--- Exercice proposé 1 ---
Quels sont les sujets annoncés dans le titre du fil de forum sur Guild Wars 1 reproduit ci-dessous ?
--- Exercice proposé 2 ---
Pourriez-vous poursuivre le message de forum sur Guild Wars 1, en reprenant juste après sa dernière phrase ?

--- Texte à lire ---
^^^^^^^^^^^^^^^^
# Jeux vidéo > Jeux online et réseau > Guild Wars 2 >  [Guild Wars 1] Le topic de la nostalgie, des points de HoM et des minis à donner.

## Leybi

J'ai relancé Guild Wars 1  ::o: 

Et vu qu'on en parle de temps en temps sur le chan guilde ou sur mumble par nostalgie, bha je propose tout simplement d'en parler sur un topic dédié !

Personnellement je tente surtout de finir Beyond que je n'avais jamais fait... Vu que la Saison 2 de l'histoire vivante se rapproche du lore de GW1, et que Beyond fonctionne un peu comme de l'histoire vivante (mais d'il y a 250 ans  ::o: ), j'ai bien envie de finir au moins ça. Mais sur le coté et en mode casu, j'essaie aussi de finir le Hard Mode (Vainqueur + Gardien) !
^^^^^^^^^^^^^^^^
--- Extrait de données ---

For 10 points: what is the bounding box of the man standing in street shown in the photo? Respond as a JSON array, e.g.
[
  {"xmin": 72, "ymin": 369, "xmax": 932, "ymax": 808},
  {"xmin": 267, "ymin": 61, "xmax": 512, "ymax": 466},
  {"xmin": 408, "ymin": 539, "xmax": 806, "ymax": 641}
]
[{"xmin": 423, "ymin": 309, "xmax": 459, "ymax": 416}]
^^^^^^^^^^^^^^^^
--- Réponse attendue 1 ---
La nostalgie, les points de HoM et les minis à donner.

--- Réponse attendue 2 ---
Bien sûr si vous avez besoin d'infos ou d'aide pour finir le HoM, si vous avez besoin de minipets à dédicacer, ou si vous avez envie de partager une vidéo d'un vieux GvG à revoir absolument, n'hésitez pas à poster !

*Les Liens Utiles*
- Le Wiki officiel, aka la Bible du jeu.
- Le Wiki PvX, pour les builds.
- Le calculateur de récompense pour GW2, ou _HoM_.
- Toutes les missions journalières sur une page.
- Le chat de trade à Kamadan, en live !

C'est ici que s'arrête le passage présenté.